═════ Artigo ═════

Fazendo uma busca, viram que a página arrancada pertencia a um livro chamado The Rubaiyat — do escritor persa já mencionado —, da qual o exemplar havia aparecido no banco de um veículo próximo à praia na véspera da morte do homem desconhecido.
O carro era propriedade de um poeta que também desconhecia o ocorrido. Apesar disso, para estimular ainda mais o suspense, havia escrito o telefone de uma enfermeira no fragmento, o que levou as autoridades a contatá-la.
A mulher então confirmou que há alguns anos dera o livro a um sujeito chamado Alfred Boxall, que era um oficial do Exército. Os agentes verificaram a informação e constaram que o homem estava vivo e com o livro, descartando-o como um suspeito. Contudo, não paramos por aqui. Isso porque nenhum dos dois sabia quem era o anônimo. O que criou ainda mais teorias.
Dentre elas, a de que a enfermeira, por nome de Jessica Thomson, teve um filho chamado Robin, que no período do evento era um bebê, mas que ao atingir a maturidade atribuiu ao tal homem sua paternidade. Outra, de que o defunto poderia ser um espião, por isso a ausência de documentos e mensagens codificadas.

═════ Linhas ═════

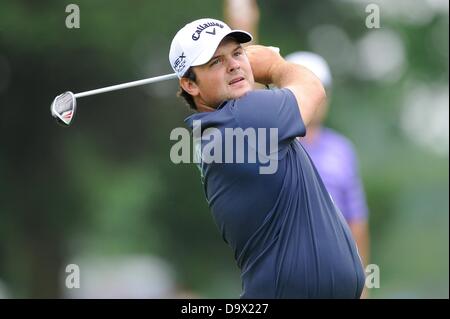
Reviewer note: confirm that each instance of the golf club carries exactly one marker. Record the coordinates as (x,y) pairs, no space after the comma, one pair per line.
(64,105)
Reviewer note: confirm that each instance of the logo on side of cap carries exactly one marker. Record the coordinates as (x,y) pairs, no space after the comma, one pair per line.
(201,27)
(179,63)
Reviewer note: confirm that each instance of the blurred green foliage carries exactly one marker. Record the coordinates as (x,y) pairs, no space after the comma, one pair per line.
(106,185)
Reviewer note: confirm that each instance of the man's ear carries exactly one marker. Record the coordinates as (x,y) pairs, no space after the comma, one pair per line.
(189,86)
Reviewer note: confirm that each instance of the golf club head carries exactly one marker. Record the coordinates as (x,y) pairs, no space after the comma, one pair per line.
(63,108)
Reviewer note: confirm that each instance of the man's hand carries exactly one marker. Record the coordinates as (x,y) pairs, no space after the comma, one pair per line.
(263,61)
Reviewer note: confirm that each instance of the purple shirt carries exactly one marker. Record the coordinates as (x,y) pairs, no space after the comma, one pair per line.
(335,159)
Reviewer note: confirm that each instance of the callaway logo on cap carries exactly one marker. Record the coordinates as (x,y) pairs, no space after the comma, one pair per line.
(197,41)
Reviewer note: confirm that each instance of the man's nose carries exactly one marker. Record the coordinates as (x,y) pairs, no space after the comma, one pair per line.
(233,65)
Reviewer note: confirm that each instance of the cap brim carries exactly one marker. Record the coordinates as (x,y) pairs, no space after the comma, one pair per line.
(240,36)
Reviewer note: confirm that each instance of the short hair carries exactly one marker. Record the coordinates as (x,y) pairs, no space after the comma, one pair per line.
(190,74)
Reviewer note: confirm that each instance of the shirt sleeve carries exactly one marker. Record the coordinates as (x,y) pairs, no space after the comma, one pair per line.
(271,109)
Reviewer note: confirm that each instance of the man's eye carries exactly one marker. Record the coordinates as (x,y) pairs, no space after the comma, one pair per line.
(214,62)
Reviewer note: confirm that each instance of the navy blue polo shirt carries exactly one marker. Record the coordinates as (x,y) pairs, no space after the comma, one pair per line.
(288,237)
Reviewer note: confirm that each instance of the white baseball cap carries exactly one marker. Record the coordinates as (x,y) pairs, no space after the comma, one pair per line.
(313,62)
(197,41)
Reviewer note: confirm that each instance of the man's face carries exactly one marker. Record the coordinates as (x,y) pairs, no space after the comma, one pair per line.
(228,75)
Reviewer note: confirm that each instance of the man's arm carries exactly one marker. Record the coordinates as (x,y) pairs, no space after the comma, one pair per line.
(270,68)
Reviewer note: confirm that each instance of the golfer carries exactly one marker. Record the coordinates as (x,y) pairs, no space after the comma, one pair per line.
(289,239)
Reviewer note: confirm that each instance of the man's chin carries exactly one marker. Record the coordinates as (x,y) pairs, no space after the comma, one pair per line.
(240,92)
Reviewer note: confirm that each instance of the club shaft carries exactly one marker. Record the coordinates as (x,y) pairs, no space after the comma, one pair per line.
(127,85)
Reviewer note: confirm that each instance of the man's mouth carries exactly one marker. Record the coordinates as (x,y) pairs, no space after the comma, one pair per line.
(236,80)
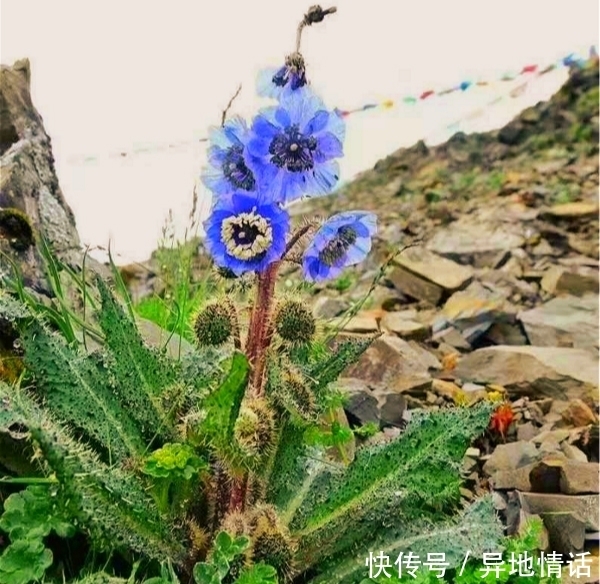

═════

> [Solicitações]:
1. Apresente como lista numerada, sem as linhas em branco, o trecho dos registros que começa na linha que contém "Reviewer note: confirm that each instance of the navy" e vai até o fim dos registros, com as duas extremidades incluídas. Deixe as imagens fora da resposta.
2. Por favor, dê continuidade ao artigo sobre o homem desconhecido a partir do ponto em que ele para.
O artigo e os registros têm origens distintas.

> [Respostas por tarefa]:
1.
1. Reviewer note: confirm that each instance of the navy blue polo shirt carries exactly one marker. Record the coordinates as (x,y) pairs, no space after the comma, one pair per line.
2. (288,237)
3. Reviewer note: confirm that each instance of the white baseball cap carries exactly one marker. Record the coordinates as (x,y) pairs, no space after the comma, one pair per line.
4. (313,62)
5. (197,41)
6. Reviewer note: confirm that each instance of the man's face carries exactly one marker. Record the coordinates as (x,y) pairs, no space after the comma, one pair per line.
7. (228,75)
8. Reviewer note: confirm that each instance of the man's arm carries exactly one marker. Record the coordinates as (x,y) pairs, no space after the comma, one pair per line.
9. (270,68)
10. Reviewer note: confirm that each instance of the golfer carries exactly one marker. Record the coordinates as (x,y) pairs, no space after the comma, one pair per line.
11. (289,239)
12. Reviewer note: confirm that each instance of the man's chin carries exactly one marker. Record the coordinates as (x,y) pairs, no space after the comma, one pair per line.
13. (240,92)
14. Reviewer note: confirm that each instance of the club shaft carries exactly one marker. Record the coordinates as (x,y) pairs, no space after the comma, one pair per line.
15. (127,85)
16. Reviewer note: confirm that each instance of the man's mouth carries exactly one marker. Record the coordinates as (x,y) pairs, no space after the comma, one pair per line.
17. (236,80)

2.
Especulação que foi adoçada em 2013 por Kate Thomson, filha de Jessica. Dissera na televisão que sua mãe conhecia, sim, o defunto, mas que omitiu essa informação no passado porque ambos eram agentes secretos russos. Ela, portanto, seria a filha — fruto da relação dos dois.
Ainda, restava mais uma dúvida: quem era a pessoa que colocava flores no túmulo do indigente? Não era ele um ser esquecido, ignorado? Pois bem... São incertezas como essas sobre qual fim levou o falecido, que nos incentiva a querer saber mais e mais sobre sua causa mortis.
Todavia, passados 72 anos desse incidente, permanecemos iguais ao ano de 1948: sem um fato probatório, uma resposta definitiva. Estamos como num filme de suspense, cujo enredo nos leva a criar a nossa própria narrativa, sem que tenhamos, claro, um desfecho. Ou melhor, uma “Tamám Shud”.